§ **LISTE DES TÂCHES**:
1. Dans la discussion sur le Mac relié à la box en Ethernet et en Wifi, quel service est cité comme exemple de service qui exige que le wifi soit activé ?
2. Recopiez mot pour mot le passage de la discussion sur le Mac relié en Ethernet et en Wifi, en commençant à « Cela ne change » et en terminant à « un peu plus. ».
3. Reprenez la discussion sur le Mac relié à la box en Ethernet et en Wifi à partir de l'endroit où elle s'arrête.

§ **SECTION DE TEXTE**:
Cela ne change rien à l'ordre des services. Chez moi il se remet bien en 2ème une fois réactivé :




Pour le reste, je n'ai pas vu comment faire. Il faudrait chercher un peu plus.


----------



## Gregoryen (14 Novembre 2020)

Merci beaucoup !


----------



## Garkam (14 Novembre 2020)

Gregoryen a dit:


> Bonjour,
> 
> Je suis sur Mac, il est branché en Ethernet + Wifi à ma box.


Bonjour, 
Quel est l’interêt d’être branché en Ethernet et Wifi sur la même Box ?


----------



## Gregoryen (14 Novembre 2020)

Garkam a dit:


> Bonjour,
> Quel est l’interêt d’être branché en Ethernet et Wifi sur la même Box ?


Certains services comme AirDrop doivent avoir la wifi d'activé.


----------



## Garkam (14 Novembre 2020)

Ha oui c'est vrai, complètement oublié, en même temps je ne l'utilise pas


----------



## Gregoryen (14 Novembre 2020)

Entrées sur la localisation d'objets nommés:
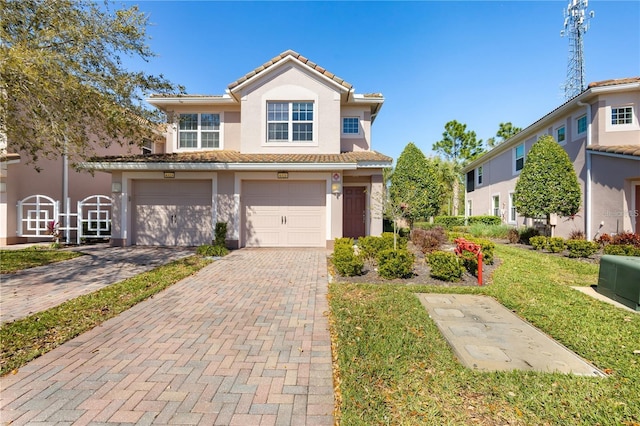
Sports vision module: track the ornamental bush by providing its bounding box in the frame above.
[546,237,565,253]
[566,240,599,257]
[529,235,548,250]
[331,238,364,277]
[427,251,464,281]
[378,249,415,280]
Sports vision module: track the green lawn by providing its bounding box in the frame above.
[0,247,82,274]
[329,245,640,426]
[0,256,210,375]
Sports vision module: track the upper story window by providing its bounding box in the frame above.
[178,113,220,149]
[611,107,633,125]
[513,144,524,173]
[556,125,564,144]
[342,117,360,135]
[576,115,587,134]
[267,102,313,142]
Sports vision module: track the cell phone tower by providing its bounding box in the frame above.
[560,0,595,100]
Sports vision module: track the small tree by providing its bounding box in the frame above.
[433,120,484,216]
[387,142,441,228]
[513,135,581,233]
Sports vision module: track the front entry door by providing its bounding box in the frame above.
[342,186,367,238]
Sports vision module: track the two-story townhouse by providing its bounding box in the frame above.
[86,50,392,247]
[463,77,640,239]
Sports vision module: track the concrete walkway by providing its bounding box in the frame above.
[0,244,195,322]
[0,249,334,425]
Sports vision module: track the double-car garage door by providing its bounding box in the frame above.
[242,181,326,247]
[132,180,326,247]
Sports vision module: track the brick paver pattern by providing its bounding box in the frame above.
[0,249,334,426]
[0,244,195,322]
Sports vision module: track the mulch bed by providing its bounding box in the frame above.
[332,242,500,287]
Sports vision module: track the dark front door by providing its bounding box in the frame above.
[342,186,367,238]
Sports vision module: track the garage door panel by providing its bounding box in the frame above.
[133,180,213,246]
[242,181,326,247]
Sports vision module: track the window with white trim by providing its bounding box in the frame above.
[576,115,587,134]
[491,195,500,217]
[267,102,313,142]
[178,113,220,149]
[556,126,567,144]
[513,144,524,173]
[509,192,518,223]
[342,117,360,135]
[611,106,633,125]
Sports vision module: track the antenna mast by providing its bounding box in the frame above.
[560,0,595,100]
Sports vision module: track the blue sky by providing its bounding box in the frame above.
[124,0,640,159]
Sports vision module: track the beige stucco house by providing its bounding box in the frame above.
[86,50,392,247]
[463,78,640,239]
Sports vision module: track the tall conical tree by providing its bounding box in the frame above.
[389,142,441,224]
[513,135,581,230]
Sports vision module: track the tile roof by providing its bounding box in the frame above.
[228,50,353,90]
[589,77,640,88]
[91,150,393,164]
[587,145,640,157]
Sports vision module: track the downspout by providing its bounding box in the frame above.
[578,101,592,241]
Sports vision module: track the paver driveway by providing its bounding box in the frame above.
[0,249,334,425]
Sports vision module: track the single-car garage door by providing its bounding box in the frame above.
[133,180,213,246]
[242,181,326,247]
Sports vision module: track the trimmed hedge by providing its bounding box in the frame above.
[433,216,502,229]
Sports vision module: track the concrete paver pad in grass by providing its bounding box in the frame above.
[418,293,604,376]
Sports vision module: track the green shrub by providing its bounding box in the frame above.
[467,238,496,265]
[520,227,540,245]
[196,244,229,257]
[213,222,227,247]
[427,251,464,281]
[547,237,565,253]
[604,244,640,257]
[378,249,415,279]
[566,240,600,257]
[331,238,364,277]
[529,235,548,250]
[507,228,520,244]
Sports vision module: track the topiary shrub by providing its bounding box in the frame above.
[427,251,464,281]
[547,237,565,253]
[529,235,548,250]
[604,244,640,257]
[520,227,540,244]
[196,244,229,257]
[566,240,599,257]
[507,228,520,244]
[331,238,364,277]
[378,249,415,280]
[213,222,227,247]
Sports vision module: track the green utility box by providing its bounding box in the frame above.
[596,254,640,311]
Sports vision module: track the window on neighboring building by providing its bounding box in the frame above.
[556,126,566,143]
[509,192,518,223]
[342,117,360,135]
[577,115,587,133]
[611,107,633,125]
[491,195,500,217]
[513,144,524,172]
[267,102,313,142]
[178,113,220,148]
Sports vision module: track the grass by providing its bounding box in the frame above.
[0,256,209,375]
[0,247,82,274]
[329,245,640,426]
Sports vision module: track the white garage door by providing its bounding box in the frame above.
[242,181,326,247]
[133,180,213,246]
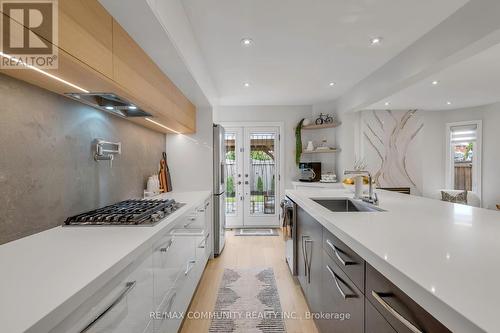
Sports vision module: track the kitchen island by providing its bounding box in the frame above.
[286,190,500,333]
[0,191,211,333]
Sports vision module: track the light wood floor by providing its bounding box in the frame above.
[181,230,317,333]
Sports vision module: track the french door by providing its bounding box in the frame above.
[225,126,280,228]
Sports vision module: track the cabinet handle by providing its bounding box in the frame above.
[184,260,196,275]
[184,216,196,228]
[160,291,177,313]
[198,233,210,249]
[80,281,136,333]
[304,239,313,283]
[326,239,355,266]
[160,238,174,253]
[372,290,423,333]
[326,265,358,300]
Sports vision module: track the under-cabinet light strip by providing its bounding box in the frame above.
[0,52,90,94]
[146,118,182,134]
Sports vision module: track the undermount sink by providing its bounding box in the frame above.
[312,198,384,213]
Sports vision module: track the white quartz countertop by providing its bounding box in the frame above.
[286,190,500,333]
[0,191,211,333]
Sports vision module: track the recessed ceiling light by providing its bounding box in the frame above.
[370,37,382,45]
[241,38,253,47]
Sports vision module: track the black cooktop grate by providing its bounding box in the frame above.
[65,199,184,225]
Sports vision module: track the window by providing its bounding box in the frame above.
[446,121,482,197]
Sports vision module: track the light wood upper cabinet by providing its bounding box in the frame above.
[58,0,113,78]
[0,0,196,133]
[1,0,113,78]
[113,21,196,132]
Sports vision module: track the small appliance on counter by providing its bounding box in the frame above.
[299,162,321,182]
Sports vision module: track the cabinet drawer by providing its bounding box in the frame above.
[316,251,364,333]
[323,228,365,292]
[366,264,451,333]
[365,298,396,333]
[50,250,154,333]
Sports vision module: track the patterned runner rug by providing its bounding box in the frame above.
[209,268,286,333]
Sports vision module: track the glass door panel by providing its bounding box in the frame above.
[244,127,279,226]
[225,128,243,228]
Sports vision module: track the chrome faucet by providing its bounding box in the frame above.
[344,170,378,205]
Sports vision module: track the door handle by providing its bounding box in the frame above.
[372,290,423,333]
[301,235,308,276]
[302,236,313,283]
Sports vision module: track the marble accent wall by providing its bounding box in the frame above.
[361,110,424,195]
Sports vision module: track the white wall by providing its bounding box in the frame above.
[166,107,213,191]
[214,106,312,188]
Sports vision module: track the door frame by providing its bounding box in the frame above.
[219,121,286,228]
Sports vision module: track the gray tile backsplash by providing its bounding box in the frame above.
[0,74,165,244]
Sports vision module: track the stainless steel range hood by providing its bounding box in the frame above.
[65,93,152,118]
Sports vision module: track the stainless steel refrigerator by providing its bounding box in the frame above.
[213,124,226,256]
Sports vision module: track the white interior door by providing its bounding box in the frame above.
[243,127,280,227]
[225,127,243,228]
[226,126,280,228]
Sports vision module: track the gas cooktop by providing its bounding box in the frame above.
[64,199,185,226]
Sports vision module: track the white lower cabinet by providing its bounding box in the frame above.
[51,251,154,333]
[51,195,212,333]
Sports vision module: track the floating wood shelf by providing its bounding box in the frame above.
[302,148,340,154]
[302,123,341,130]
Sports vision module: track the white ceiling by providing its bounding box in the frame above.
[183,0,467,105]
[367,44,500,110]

§ **RÉSULTATS PAR TÂCHE**:
1. AirDrop.

2.
Cela ne change rien à l'ordre des services. Chez moi il se remet bien en 2ème une fois réactivé :




Pour le reste, je n'ai pas vu comment faire. Il faudrait chercher un peu plus.

3.
Garkam a dit:


> Ha oui c'est vrai, complètement oublié, en même temps je ne l'utilise pas


Je m'en sers énormément surtout avec l'app Dropzone qui me change la vie !


----------



## Garkam (14 Novembre 2020)

il y a un moyen simple de réaliser ce que tu veux, c'est via les préférences réseau, onglet Configuration -> Modifier les configurations ajouter une nouvelle configuration (le + en bas) et de créer  ton partage de connexion en sélectionnant le réseau, pour ça il faut que ton partage soit actif pour être paramétré . Ne pas oublier de cocher "Se connecter automatiquement à ce réseau"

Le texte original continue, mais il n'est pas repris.